● TEXT SHOWN
I found that using the offline feature for most google products increased their stability in the browser (chrome)
I gotta say: I really love all you nerds and I learn so much from you! It helps real life me/nerd interactions go so much more smoothly.
SO MUCH LOVE.
Chrome has been great for me. No major glitches, much faster than chrome, the integrated search and easy moving tabs about and I just have so much love.
And then comes VOICE!
I can’t text on my phone (because we still have a family plan and I won’t argue because I have no money right now either) and my friends can’t seem to not, so they can text my voice and I get it as an email which I’m likely to open before my phone anyway. And I can text back for free.
But it gets better! It’s a landline, so my girlfriend can call from France from her cell which uses regular minutes for US landlines. Other friends who have the standard cable/wifi/phone set up there get free international landline calls, so they call my voice and we talk for free. In a relationship that is going to be split by 7000kilometers for a while, this is IMPORTANT.

● YOUR GOAL
Answer these questions using the post about Google products above:
1. What did using the offline feature for most Google products increase?
2. In what form does the writer receive texts sent to their Voice number?
3. How many kilometers will separate the writer and the girlfriend for a while?

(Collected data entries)

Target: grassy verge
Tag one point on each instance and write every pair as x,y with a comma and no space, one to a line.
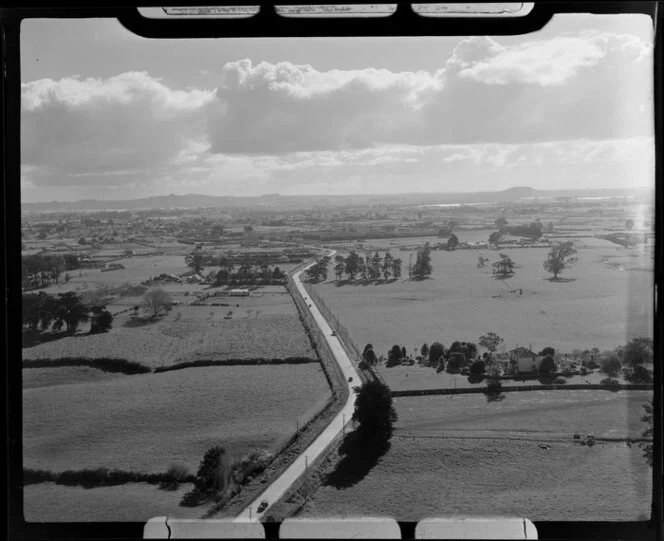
541,387
236,362
106,364
242,496
306,485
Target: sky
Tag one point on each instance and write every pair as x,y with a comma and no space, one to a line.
109,115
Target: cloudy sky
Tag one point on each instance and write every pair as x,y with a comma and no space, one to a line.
109,115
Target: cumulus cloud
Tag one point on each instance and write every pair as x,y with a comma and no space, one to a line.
122,126
488,106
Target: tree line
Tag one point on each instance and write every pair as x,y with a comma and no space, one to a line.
247,271
42,311
372,267
559,259
43,270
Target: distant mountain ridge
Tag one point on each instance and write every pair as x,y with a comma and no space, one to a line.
277,201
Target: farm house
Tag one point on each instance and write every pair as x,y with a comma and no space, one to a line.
239,292
526,360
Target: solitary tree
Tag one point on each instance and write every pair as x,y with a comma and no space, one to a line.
611,366
374,413
560,257
547,366
422,265
387,265
156,300
396,267
352,264
490,341
452,242
495,237
648,418
369,356
637,352
101,322
69,308
504,267
196,261
436,351
394,356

● OUTPUT OF THE EXERCISE
1. Their stability in the browser (Chrome).
2. As an email.
3. 7000 kilometers.